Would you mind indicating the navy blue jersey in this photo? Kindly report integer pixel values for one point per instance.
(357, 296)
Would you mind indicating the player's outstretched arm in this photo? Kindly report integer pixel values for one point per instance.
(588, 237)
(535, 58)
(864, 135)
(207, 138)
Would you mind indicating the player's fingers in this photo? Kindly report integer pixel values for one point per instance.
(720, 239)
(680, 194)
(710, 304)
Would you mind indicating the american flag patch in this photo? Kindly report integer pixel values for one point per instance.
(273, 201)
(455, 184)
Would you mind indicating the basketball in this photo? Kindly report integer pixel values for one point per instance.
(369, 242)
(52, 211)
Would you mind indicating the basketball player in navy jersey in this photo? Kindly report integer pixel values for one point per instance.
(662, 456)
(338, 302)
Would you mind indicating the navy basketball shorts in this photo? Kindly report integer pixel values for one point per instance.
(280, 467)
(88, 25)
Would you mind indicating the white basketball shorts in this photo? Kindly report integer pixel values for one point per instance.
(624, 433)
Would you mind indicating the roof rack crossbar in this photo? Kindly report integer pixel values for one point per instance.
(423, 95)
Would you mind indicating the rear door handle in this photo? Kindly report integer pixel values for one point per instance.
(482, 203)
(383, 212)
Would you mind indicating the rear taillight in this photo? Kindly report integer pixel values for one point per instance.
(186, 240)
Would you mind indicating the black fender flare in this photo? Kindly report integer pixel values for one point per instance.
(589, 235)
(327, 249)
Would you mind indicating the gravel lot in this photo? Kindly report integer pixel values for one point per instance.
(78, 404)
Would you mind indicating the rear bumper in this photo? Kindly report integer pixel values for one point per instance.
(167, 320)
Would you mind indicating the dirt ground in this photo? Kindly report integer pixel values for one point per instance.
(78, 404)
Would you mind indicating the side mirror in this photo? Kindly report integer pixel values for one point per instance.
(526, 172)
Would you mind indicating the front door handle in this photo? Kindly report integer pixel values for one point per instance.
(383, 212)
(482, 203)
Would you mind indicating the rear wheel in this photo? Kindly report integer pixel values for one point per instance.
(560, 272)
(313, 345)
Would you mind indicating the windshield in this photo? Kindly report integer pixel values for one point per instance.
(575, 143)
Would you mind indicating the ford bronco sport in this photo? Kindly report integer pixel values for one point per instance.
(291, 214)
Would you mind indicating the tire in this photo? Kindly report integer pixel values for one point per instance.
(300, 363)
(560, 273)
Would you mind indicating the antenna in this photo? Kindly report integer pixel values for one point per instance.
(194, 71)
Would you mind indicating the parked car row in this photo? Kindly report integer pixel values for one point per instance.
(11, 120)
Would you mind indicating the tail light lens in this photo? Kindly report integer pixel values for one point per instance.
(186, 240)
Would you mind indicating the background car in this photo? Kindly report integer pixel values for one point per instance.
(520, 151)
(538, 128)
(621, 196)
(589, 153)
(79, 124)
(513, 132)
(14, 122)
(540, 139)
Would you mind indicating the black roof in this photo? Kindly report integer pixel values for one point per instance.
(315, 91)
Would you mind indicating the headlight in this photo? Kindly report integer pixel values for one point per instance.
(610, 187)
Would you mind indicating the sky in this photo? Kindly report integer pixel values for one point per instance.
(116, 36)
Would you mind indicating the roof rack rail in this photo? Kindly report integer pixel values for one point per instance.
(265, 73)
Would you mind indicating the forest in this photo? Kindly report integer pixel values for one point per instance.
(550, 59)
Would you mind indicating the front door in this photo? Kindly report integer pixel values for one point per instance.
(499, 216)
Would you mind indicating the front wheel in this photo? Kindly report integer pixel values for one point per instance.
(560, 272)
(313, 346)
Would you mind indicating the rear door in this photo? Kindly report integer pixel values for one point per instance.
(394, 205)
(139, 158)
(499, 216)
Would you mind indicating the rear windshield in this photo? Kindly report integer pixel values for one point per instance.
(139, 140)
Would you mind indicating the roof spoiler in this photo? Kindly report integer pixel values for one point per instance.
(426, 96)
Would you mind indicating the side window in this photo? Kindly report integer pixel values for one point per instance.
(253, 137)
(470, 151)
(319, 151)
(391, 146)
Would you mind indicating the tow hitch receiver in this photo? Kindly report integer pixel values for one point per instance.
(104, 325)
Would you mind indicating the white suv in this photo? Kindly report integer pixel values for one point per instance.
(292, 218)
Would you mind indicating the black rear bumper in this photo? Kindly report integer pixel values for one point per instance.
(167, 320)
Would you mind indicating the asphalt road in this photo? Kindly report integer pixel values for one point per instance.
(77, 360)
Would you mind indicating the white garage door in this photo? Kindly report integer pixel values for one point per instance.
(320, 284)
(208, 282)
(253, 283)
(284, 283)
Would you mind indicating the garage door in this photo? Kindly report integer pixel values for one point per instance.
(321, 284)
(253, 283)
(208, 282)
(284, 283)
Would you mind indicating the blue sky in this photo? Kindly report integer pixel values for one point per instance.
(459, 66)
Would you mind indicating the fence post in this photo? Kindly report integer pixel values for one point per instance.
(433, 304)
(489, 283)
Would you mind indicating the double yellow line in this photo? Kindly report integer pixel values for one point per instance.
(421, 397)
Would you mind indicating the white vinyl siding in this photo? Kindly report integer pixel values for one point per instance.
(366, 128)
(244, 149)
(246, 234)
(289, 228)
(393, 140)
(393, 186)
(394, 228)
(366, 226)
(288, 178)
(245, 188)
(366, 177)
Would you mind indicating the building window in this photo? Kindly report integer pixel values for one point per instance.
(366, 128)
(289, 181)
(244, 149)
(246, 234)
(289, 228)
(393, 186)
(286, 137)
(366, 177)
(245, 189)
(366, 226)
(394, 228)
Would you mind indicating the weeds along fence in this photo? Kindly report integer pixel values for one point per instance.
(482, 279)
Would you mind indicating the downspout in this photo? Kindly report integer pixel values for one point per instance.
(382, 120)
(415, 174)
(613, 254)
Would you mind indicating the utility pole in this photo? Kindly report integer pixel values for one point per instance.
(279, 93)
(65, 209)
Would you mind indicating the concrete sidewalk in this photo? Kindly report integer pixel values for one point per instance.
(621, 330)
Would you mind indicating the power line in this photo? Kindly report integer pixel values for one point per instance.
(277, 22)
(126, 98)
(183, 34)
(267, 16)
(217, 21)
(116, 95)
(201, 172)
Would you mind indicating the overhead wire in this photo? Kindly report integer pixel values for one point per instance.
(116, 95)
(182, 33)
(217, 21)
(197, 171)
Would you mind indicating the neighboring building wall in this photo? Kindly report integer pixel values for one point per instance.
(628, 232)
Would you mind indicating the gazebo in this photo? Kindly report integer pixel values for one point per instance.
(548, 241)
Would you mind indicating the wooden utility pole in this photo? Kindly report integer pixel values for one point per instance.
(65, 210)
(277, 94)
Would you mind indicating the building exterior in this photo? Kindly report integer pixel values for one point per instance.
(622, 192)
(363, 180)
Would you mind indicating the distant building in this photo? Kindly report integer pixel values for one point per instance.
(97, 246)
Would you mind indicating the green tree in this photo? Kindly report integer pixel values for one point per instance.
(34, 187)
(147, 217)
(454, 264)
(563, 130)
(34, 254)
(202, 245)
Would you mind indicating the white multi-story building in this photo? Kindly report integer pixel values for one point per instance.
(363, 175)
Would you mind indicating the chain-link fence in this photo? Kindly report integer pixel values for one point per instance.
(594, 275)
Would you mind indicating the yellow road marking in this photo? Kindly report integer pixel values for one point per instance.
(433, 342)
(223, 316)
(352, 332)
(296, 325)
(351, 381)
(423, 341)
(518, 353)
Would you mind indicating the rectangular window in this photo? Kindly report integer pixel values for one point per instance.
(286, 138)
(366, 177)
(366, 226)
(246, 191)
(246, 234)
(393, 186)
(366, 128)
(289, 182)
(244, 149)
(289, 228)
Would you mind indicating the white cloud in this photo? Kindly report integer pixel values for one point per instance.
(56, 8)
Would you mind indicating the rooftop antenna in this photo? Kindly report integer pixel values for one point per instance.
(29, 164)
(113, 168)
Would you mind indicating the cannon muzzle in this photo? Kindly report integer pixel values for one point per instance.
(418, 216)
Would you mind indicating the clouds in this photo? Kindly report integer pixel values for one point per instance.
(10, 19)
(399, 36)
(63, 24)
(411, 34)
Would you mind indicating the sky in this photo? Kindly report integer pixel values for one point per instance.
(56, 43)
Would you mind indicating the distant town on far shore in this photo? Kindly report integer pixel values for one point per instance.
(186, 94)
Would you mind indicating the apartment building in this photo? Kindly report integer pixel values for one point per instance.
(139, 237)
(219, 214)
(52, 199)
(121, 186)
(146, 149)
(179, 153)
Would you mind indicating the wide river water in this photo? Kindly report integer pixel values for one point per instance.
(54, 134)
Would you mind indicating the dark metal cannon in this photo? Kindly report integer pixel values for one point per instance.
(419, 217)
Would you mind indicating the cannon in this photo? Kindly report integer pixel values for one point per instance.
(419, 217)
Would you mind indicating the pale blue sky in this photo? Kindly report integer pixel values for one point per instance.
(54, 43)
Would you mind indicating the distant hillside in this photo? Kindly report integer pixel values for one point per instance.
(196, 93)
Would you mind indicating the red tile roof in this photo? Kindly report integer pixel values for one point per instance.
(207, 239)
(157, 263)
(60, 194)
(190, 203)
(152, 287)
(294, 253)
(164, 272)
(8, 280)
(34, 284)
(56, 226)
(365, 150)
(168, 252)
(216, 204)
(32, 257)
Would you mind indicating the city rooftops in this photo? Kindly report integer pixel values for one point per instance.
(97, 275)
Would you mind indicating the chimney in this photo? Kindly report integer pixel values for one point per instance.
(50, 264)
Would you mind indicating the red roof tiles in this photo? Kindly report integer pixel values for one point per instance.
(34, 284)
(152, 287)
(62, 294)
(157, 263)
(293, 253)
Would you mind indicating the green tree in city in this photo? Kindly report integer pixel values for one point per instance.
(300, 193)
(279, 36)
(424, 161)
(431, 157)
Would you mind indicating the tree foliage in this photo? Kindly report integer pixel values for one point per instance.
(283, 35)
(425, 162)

→ **Problem statement**
With the line that contains "Would you mind indicating the tree" as your start, reproduce the data above exactly through its last line, and nothing before that start.

→ **Answer box**
Would you mind indicating the tree foliage in this photo? Kindly report integer pixel values for one point per instance.
(283, 35)
(425, 162)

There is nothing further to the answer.